**To do:** Starting with the line that contains "Task: tag the white cloud", copy every line through the end of the data below, exactly and with nothing added.

**Supplied material:**
○ ○ ○

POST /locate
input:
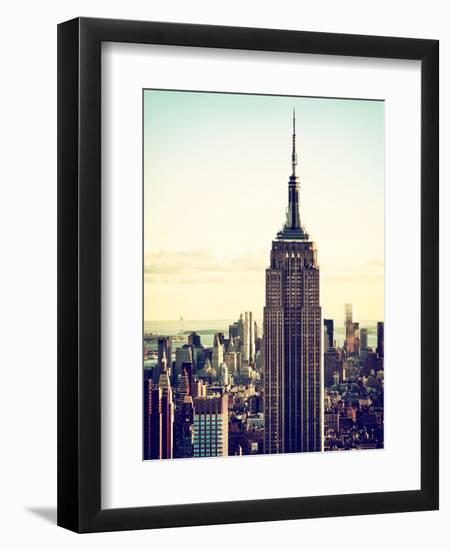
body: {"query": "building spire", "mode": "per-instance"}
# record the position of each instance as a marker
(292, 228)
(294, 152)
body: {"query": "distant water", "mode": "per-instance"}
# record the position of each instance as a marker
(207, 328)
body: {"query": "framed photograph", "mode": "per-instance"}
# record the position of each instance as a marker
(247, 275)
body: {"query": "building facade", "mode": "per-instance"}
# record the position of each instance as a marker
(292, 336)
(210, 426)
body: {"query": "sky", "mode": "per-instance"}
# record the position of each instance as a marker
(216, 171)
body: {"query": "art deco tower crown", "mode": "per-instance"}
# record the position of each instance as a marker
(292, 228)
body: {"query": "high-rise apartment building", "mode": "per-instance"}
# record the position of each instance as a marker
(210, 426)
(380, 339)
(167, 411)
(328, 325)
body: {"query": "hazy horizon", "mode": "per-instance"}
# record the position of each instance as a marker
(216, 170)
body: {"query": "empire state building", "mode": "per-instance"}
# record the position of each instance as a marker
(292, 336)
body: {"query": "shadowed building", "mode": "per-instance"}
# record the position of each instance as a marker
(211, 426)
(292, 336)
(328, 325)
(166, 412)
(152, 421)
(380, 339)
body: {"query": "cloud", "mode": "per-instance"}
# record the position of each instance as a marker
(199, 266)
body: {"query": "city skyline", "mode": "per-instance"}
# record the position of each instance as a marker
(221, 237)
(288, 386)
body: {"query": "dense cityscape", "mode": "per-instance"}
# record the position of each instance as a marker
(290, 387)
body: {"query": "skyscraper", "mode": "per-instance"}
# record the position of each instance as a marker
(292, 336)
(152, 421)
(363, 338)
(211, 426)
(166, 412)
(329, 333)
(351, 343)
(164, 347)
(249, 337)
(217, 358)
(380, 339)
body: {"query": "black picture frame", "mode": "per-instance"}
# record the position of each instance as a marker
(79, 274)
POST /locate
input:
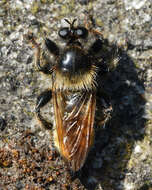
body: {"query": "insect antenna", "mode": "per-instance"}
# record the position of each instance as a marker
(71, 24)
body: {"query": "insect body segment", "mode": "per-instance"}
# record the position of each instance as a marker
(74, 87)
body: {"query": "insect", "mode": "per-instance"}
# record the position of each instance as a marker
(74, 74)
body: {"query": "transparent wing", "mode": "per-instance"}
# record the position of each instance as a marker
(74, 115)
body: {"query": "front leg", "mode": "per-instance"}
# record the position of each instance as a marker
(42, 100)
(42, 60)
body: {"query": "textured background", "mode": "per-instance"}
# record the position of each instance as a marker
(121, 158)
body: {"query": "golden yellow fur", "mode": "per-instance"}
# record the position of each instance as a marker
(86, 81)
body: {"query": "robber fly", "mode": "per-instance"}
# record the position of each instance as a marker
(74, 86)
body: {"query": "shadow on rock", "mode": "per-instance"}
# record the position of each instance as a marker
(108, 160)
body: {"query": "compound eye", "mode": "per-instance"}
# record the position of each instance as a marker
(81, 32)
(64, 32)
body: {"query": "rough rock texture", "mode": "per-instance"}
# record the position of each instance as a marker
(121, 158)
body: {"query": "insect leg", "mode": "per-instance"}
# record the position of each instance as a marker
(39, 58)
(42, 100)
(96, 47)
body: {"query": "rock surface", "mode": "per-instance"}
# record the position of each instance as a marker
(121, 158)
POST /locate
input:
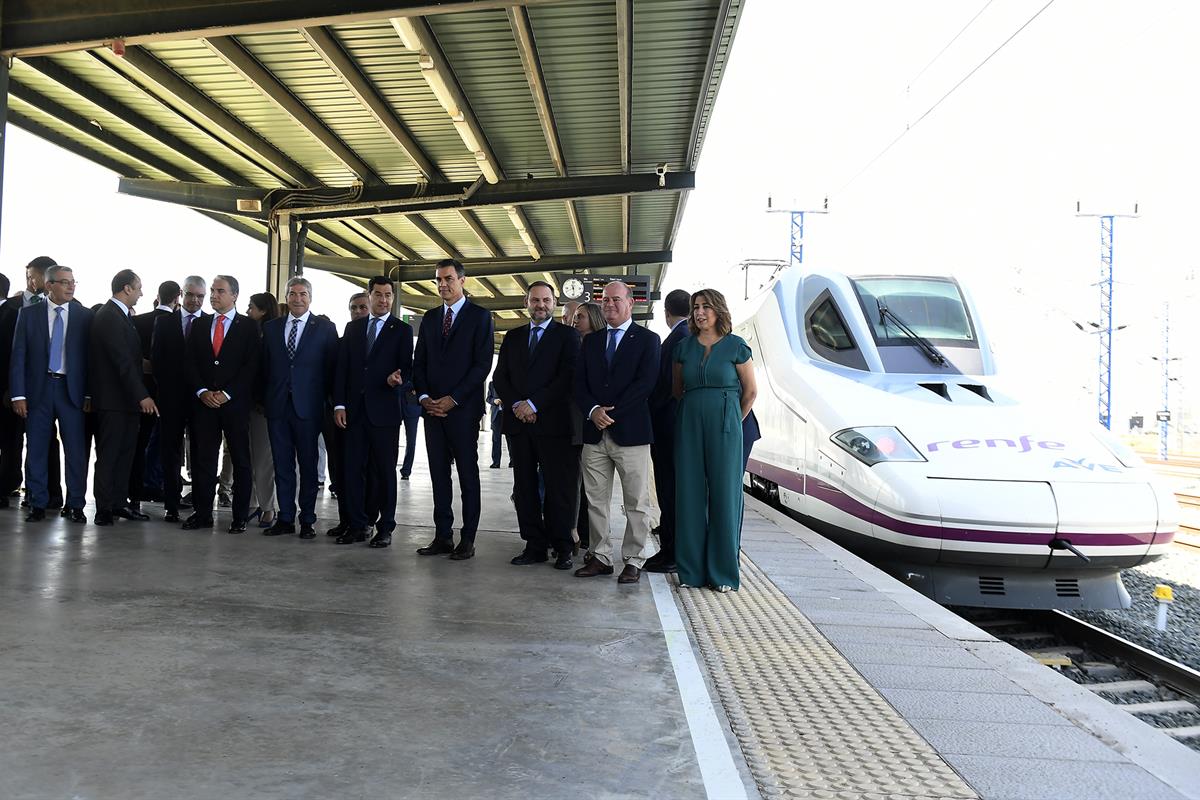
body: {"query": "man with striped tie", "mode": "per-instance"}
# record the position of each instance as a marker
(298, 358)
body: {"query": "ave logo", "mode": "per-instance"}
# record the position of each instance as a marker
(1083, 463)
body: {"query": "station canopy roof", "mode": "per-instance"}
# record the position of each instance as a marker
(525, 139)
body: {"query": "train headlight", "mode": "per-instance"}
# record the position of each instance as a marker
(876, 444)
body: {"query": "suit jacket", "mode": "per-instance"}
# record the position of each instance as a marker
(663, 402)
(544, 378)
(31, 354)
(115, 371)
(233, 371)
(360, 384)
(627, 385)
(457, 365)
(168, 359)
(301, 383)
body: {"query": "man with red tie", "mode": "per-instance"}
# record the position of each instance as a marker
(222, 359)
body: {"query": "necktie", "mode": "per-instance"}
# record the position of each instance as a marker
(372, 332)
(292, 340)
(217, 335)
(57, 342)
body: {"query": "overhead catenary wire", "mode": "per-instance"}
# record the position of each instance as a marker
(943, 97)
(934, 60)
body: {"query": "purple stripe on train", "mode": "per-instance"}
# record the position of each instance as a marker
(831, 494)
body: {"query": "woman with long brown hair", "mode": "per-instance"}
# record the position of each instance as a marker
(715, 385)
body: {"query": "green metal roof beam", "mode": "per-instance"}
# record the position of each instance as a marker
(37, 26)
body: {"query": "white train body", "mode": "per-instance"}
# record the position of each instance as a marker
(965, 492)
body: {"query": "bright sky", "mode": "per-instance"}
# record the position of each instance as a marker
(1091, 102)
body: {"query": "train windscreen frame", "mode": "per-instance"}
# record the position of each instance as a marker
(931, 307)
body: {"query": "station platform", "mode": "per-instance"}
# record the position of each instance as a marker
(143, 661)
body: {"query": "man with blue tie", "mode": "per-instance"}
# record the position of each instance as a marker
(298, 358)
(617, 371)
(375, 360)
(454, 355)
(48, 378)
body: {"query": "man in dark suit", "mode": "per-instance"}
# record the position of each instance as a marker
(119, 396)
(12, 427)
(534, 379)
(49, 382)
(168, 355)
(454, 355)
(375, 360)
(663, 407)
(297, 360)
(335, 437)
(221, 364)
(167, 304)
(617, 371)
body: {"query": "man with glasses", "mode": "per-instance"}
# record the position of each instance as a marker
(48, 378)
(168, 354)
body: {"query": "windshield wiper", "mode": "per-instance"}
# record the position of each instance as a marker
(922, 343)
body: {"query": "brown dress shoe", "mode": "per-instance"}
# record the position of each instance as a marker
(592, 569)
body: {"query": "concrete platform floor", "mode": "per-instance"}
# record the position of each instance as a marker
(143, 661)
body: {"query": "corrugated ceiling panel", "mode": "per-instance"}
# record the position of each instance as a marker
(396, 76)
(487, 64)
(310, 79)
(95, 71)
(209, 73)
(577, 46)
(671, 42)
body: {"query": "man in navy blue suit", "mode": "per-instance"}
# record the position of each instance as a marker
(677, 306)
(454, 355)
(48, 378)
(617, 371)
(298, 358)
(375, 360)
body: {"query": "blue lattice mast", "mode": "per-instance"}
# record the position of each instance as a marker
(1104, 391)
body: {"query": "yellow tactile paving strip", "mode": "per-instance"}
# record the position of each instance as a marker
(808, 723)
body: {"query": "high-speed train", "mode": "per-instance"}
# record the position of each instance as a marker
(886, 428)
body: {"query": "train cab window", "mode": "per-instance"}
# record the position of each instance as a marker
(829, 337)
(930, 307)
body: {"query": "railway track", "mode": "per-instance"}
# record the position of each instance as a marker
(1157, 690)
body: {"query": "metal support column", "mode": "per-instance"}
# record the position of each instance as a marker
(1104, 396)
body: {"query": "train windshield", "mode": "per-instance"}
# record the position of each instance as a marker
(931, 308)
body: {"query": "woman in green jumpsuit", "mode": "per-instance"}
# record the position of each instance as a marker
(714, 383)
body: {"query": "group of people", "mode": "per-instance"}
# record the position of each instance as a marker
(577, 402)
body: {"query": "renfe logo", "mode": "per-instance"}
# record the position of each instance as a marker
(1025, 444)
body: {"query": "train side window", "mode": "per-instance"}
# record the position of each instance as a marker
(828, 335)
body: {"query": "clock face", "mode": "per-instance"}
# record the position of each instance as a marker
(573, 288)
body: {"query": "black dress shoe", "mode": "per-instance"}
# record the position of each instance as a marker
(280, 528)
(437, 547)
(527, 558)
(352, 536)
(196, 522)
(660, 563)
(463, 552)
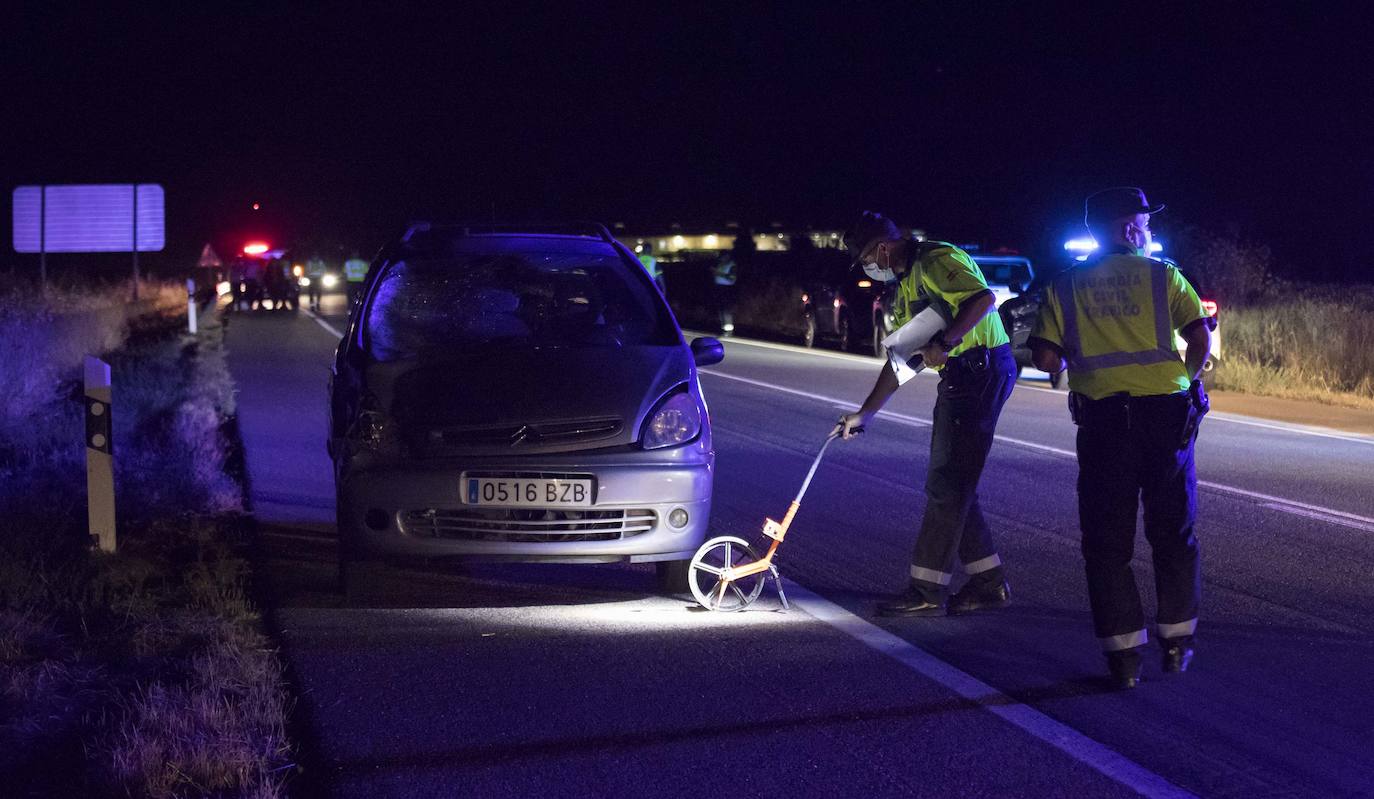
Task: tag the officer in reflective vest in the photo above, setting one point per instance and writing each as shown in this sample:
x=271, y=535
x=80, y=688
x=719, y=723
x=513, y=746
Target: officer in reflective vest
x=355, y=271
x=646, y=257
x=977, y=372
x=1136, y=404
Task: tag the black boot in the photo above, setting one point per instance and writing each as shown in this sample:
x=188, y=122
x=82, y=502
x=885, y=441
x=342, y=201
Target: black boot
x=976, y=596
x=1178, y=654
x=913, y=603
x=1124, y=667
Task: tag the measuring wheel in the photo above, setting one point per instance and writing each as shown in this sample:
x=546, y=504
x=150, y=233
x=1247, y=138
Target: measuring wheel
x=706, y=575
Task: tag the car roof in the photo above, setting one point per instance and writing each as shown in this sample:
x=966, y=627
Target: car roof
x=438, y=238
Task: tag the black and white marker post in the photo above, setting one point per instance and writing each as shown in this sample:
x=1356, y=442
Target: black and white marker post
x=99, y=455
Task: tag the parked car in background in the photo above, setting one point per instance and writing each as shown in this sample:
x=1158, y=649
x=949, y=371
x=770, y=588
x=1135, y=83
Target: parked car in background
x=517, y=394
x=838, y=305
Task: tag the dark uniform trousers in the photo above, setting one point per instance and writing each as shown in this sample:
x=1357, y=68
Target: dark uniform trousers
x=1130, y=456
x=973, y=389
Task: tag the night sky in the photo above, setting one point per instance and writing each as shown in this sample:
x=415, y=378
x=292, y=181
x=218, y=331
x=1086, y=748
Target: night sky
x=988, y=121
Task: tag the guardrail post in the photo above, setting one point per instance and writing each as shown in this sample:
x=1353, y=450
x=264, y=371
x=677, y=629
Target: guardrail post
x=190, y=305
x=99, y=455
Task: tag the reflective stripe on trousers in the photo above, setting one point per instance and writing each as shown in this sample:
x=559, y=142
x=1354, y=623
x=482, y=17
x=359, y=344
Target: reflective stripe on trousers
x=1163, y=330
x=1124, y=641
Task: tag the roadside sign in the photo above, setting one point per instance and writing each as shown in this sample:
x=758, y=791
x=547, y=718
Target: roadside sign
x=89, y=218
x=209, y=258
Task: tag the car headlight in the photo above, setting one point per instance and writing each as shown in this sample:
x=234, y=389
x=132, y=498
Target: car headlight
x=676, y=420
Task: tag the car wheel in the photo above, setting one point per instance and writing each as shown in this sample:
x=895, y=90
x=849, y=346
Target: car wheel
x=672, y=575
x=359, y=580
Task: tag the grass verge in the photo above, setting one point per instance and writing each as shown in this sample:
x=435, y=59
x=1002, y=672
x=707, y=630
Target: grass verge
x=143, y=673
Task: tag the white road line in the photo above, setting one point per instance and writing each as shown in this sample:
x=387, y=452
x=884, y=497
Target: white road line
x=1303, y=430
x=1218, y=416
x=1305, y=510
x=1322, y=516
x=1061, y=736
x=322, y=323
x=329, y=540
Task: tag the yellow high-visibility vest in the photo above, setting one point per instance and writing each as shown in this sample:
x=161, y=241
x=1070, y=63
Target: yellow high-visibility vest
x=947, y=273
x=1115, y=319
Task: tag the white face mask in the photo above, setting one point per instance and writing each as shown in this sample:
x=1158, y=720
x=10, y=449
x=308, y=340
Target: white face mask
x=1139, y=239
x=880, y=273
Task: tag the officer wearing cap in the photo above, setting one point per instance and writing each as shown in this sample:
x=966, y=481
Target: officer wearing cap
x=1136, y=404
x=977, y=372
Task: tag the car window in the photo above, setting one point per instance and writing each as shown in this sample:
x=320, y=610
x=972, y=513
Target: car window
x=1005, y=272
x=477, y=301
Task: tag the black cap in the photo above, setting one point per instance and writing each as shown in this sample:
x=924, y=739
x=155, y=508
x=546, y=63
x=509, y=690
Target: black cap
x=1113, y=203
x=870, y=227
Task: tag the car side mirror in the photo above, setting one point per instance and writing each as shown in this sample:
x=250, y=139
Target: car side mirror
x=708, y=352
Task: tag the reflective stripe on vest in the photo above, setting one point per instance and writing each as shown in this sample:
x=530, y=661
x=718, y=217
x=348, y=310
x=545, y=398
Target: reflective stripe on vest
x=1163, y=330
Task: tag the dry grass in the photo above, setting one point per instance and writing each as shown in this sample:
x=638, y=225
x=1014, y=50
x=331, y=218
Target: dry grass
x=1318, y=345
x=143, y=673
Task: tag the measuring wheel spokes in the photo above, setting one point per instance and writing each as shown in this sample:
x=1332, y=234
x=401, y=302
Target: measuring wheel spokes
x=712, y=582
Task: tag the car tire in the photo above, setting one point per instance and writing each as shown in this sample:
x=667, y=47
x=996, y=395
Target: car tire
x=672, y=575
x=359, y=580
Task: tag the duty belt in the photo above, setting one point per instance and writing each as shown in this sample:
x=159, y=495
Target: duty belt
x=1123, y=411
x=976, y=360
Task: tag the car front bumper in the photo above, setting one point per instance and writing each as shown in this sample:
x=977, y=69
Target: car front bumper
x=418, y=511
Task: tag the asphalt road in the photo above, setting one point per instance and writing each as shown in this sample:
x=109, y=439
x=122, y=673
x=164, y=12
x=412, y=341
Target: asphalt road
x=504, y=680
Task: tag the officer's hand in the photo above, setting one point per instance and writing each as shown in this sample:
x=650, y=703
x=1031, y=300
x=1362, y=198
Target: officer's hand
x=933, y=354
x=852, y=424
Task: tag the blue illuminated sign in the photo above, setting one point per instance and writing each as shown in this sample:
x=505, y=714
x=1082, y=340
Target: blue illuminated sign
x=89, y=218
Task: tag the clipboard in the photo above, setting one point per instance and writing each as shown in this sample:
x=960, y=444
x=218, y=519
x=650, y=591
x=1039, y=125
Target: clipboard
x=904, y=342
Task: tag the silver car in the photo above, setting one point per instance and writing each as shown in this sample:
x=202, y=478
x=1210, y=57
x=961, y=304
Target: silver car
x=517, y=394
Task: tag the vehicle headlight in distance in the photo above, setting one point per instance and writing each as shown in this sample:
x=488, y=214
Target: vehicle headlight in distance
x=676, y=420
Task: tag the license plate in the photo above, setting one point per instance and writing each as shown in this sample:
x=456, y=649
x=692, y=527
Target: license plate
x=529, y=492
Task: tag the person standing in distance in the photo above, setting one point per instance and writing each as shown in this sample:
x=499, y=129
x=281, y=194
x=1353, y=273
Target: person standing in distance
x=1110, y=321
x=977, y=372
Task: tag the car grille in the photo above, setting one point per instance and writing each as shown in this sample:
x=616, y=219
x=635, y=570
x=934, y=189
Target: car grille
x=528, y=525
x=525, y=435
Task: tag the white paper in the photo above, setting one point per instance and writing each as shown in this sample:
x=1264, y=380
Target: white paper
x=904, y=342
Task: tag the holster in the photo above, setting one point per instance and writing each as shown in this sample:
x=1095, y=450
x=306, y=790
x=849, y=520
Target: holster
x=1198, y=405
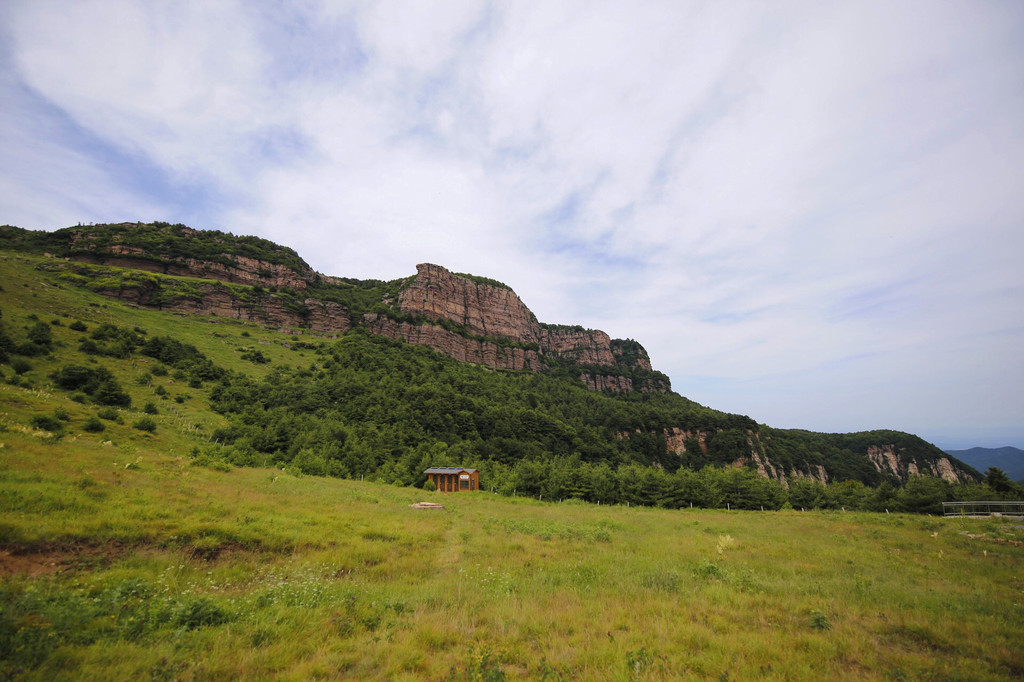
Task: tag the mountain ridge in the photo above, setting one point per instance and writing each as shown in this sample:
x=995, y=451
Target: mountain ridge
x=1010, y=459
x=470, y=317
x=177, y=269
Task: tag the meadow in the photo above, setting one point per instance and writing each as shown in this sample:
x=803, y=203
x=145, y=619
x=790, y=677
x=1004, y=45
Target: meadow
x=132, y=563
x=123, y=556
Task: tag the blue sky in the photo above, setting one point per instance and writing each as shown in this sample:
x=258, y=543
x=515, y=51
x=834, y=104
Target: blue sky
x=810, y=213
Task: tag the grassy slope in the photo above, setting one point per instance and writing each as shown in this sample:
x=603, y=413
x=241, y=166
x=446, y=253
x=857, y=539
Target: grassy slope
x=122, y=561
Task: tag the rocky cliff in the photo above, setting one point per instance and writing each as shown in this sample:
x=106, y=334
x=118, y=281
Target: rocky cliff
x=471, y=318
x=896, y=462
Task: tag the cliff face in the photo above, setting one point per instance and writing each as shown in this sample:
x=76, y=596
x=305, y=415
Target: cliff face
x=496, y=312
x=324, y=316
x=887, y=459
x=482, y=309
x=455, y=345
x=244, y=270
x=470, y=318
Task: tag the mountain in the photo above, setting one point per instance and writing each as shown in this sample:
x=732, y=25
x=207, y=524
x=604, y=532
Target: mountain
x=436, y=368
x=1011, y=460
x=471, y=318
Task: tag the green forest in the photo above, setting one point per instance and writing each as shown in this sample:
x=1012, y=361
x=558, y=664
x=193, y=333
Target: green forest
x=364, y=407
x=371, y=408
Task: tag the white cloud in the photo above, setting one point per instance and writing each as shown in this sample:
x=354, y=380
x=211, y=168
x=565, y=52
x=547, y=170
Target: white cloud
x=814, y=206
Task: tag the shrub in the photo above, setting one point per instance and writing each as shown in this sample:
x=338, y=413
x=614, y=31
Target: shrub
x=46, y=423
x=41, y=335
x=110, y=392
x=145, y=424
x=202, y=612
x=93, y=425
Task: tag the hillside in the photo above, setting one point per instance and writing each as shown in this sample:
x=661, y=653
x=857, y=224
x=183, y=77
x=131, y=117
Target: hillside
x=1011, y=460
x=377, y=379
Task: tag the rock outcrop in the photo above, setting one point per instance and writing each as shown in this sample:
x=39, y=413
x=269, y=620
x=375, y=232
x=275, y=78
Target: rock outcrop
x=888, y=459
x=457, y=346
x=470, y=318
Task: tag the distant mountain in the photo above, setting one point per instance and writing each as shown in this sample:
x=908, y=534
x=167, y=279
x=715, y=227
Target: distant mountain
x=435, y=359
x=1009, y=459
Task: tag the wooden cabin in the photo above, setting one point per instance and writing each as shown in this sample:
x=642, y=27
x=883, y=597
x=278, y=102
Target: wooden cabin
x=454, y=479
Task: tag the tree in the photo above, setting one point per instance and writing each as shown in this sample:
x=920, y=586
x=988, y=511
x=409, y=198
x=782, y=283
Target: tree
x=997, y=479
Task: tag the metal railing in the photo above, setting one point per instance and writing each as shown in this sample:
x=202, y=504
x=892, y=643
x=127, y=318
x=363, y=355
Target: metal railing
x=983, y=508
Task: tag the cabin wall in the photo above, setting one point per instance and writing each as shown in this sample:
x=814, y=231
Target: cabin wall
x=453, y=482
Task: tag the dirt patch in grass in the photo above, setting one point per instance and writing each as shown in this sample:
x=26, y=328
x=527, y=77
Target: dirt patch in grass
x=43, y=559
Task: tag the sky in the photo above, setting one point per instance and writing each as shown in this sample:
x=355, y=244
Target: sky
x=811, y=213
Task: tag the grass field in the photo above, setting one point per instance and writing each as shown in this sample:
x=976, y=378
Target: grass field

○ ○ ○

**Answer to the exercise:**
Task: tag the white cloud in the photo above, setting one point per instance and writing each as shown in this sample:
x=354, y=380
x=211, y=168
x=565, y=52
x=547, y=170
Target: white cloud
x=814, y=206
Task: tag the shrub in the photo above, setting one point per instance and writing each as shown in this sample:
x=338, y=413
x=614, y=31
Target: shrub
x=46, y=423
x=41, y=335
x=110, y=392
x=145, y=424
x=202, y=612
x=93, y=425
Task: tag the hillside in the photo above, setting one point per instance and writing each as shown in this sample:
x=661, y=653
x=857, y=224
x=183, y=77
x=131, y=117
Target: hillside
x=1011, y=460
x=377, y=379
Task: tag the rock outcrop in the photo above, setting one point per instance and writing each as shown in this sample:
x=39, y=413
x=269, y=620
x=375, y=232
x=275, y=78
Target: rock outcrop
x=888, y=459
x=457, y=346
x=470, y=318
Task: tag the distant mountain in the photo above, setting one point per instance and writing each as shown in this sample:
x=908, y=534
x=167, y=279
x=715, y=227
Target: distant mountain
x=435, y=359
x=1009, y=459
Task: tag the wooden cabin in the photo above, setting one point per instance and writing each as shown in this sample:
x=642, y=27
x=883, y=597
x=278, y=102
Target: wooden cabin
x=454, y=479
Task: tag the tree in the photo above, setting one point per instance and writing each as shown in this sample:
x=920, y=586
x=988, y=511
x=409, y=198
x=782, y=283
Target: tree
x=997, y=479
Task: tag the metal railing in the photo above, setting one point per instance and writing each as shown in this sample:
x=202, y=504
x=892, y=643
x=127, y=318
x=363, y=355
Target: metal railing
x=983, y=508
Task: tag the cabin wall in the photo above, setting one point per instance and writing each as shown in this sample:
x=814, y=231
Target: cabin wall
x=453, y=482
Task: tag the dirt patch in grass in the photo above, setting one point per instance and writing each as shown in this sample:
x=26, y=328
x=527, y=77
Target: dirt patch in grass
x=43, y=559
Task: tag the sky in the photo above, setting one point per instance and writing each as shown in this sample:
x=355, y=244
Target: sky
x=811, y=213
Task: tag the grass field in the photo above, setting one point per instance and writing each as shown in this sample:
x=976, y=378
Target: grass field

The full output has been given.